#### ASSIGNED TASK:
Images are to be skipped; everything else in the records must be repeated exactly.

#### DATA EXTRACT:

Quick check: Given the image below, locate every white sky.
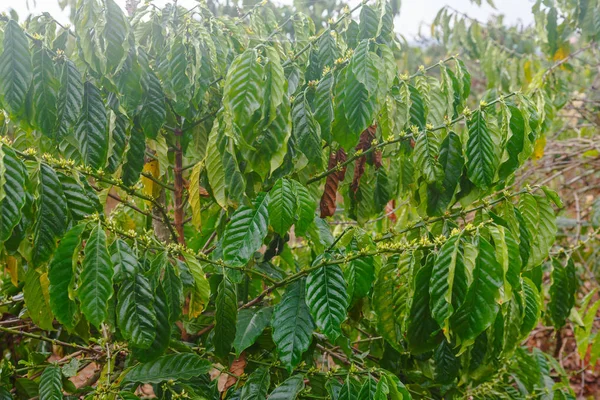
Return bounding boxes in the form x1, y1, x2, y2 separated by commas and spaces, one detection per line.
2, 0, 535, 38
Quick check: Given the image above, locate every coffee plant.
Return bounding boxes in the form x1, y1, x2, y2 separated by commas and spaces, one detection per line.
0, 0, 592, 398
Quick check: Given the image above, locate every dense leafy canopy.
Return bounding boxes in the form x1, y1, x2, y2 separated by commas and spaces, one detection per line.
1, 0, 598, 398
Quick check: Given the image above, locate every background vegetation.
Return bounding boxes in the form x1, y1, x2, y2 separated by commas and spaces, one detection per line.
0, 0, 599, 398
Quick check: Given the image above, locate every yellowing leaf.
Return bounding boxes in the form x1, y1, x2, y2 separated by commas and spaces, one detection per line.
553, 45, 570, 63
189, 162, 203, 231
141, 159, 160, 200
7, 255, 18, 287
184, 253, 210, 318
532, 136, 546, 161
524, 60, 533, 84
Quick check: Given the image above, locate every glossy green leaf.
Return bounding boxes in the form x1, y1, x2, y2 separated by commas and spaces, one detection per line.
32, 164, 68, 265
268, 178, 296, 236
139, 65, 166, 139
121, 124, 145, 187
240, 367, 270, 400
430, 234, 467, 336
214, 275, 237, 359
56, 60, 84, 139
132, 282, 171, 362
292, 91, 322, 167
223, 193, 269, 268
31, 47, 59, 137
0, 20, 32, 115
233, 307, 273, 356
224, 49, 264, 134
75, 82, 108, 169
373, 254, 410, 352
39, 365, 62, 400
23, 267, 54, 330
117, 274, 157, 349
451, 237, 502, 347
58, 173, 101, 221
0, 146, 27, 244
548, 258, 577, 329
48, 223, 86, 329
125, 353, 211, 384
103, 0, 129, 72
79, 223, 114, 328
427, 131, 463, 216
272, 279, 314, 371
306, 262, 348, 342
466, 110, 495, 190
268, 375, 304, 400
406, 258, 439, 354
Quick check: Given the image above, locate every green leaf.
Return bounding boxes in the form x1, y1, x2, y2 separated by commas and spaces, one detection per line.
262, 46, 285, 124
359, 5, 380, 39
107, 111, 129, 174
408, 84, 426, 129
518, 193, 556, 268
0, 20, 32, 115
272, 279, 314, 371
314, 73, 334, 143
79, 223, 114, 328
414, 130, 442, 184
373, 254, 410, 352
162, 262, 183, 323
498, 105, 525, 181
358, 376, 377, 400
434, 340, 459, 384
56, 60, 84, 139
214, 275, 237, 359
132, 282, 171, 362
110, 239, 138, 282
223, 192, 270, 268
406, 258, 439, 354
125, 353, 211, 384
48, 223, 86, 329
167, 38, 191, 114
39, 365, 62, 400
121, 124, 145, 187
139, 65, 166, 139
75, 82, 108, 169
224, 49, 264, 134
292, 91, 322, 167
0, 146, 27, 244
185, 254, 211, 319
427, 131, 463, 216
206, 120, 226, 208
117, 273, 157, 349
351, 41, 379, 94
32, 164, 68, 265
306, 262, 348, 342
344, 68, 375, 145
234, 307, 272, 356
521, 277, 541, 336
430, 234, 467, 336
548, 258, 577, 329
268, 178, 296, 236
240, 367, 270, 400
466, 110, 495, 190
58, 173, 101, 221
103, 0, 129, 72
268, 375, 304, 400
345, 238, 375, 301
23, 267, 54, 330
451, 237, 503, 347
291, 180, 315, 236
32, 47, 59, 137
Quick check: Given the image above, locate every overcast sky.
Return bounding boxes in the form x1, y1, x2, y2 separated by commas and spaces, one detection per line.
2, 0, 535, 39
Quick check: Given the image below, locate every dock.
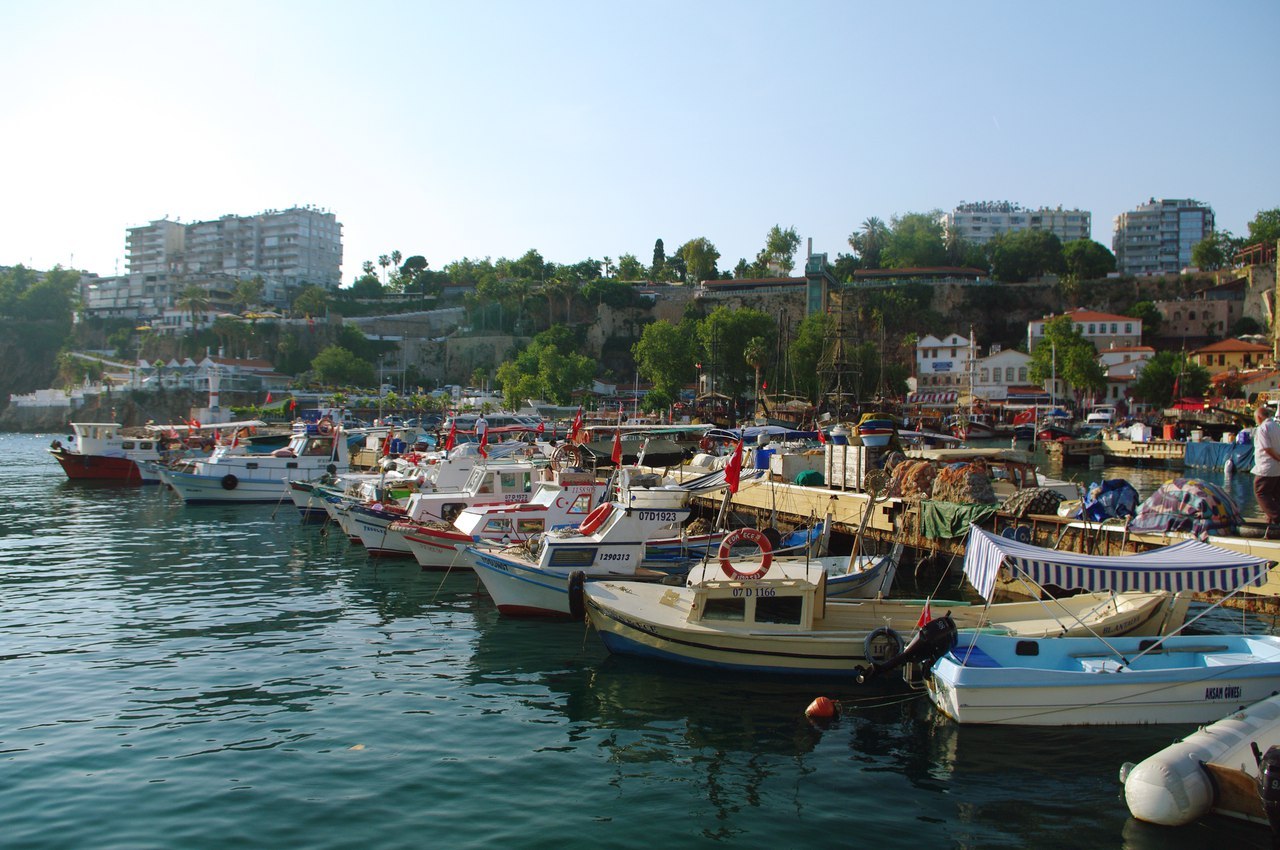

#### RESPONSE TO THE EXERCISE:
Quick check: Given the image below, locate every white sky.
Return bounding boxes in the form x1, y1, x2, y2 separated by commas and spaces, one detection per line.
2, 0, 535, 38
Quick check: Given the image above, locate every coffee plant.
Return bounding boxes in the form x1, y1, x2, y2 separated by commas and spaces, one detection per line.
0, 0, 592, 398
Quick check: Given the image above, locate every dense leafy canopy.
Return bounding boxes in the form x1, y1, x2, y2 separated by commas and spaces, one detection per line.
1, 0, 598, 398
Quick check: Given the image above, locate every background vegetation.
Return bounding boxes in the form x1, y1, x2, y2 separated by commas and spaces, one detection per line.
0, 0, 599, 398
Quick check: Given the image above, locate every yellowing leaf.
Return bounding boxes in the form x1, y1, x2, y2 separated by commas and spaces, one detection per line.
553, 45, 570, 63
189, 162, 203, 231
141, 159, 160, 200
7, 255, 18, 287
184, 253, 210, 318
532, 136, 546, 161
524, 60, 533, 84
Quick check: Given the image above, locate every glossy green leaf.
Return bounding boxes in the form x1, y1, x2, y2 separated by commas and spaces, one detection per line.
32, 164, 68, 265
268, 178, 296, 236
139, 65, 166, 139
121, 124, 145, 187
240, 367, 270, 400
430, 234, 467, 336
214, 275, 237, 359
56, 60, 84, 139
132, 282, 171, 362
292, 91, 322, 167
223, 193, 269, 268
31, 47, 59, 137
0, 20, 32, 115
233, 307, 273, 356
224, 49, 264, 134
75, 82, 108, 169
373, 254, 410, 352
39, 365, 62, 400
23, 267, 54, 330
117, 274, 157, 349
451, 237, 502, 347
58, 173, 101, 221
0, 146, 27, 244
548, 258, 577, 329
48, 223, 86, 329
125, 353, 211, 384
103, 0, 129, 72
79, 223, 114, 328
427, 131, 463, 216
272, 279, 314, 371
306, 262, 348, 342
466, 110, 495, 190
268, 375, 304, 400
406, 258, 439, 354
Quick check: Given the image above, locate every green leaf.
Return bounding boxes in the form x1, y1, x2, y2 separated by commas and spaces, one detection per line.
262, 46, 285, 124
359, 5, 380, 39
107, 111, 129, 174
408, 84, 426, 129
518, 193, 556, 268
0, 20, 32, 115
272, 279, 314, 371
314, 73, 334, 143
79, 223, 114, 328
414, 130, 442, 184
373, 254, 410, 352
162, 262, 183, 323
498, 105, 525, 181
358, 376, 377, 400
434, 340, 459, 384
56, 60, 84, 139
214, 275, 237, 359
132, 282, 171, 362
110, 239, 138, 282
223, 192, 270, 268
406, 258, 439, 354
125, 353, 211, 384
48, 223, 86, 329
167, 38, 191, 114
39, 365, 62, 400
121, 124, 145, 187
139, 65, 166, 139
75, 82, 108, 169
224, 49, 264, 134
292, 91, 322, 167
0, 146, 27, 244
185, 254, 211, 319
427, 131, 463, 216
206, 120, 226, 208
117, 273, 157, 349
351, 41, 379, 94
32, 164, 68, 265
306, 262, 348, 342
344, 68, 375, 145
234, 307, 272, 356
521, 277, 541, 336
430, 234, 467, 336
548, 258, 577, 329
268, 178, 296, 236
240, 367, 270, 400
466, 110, 495, 190
58, 173, 101, 221
103, 0, 129, 72
268, 375, 304, 400
345, 238, 375, 301
23, 267, 54, 330
451, 237, 503, 347
291, 180, 315, 236
32, 47, 59, 137
Quick check: Given the image above, locate every overcast sky.
Return bounding boxes in the form x1, y1, x2, y2 separated by commas and spaces, one detection per line.
2, 0, 535, 39
Quick check: Given the image below, locate every dock.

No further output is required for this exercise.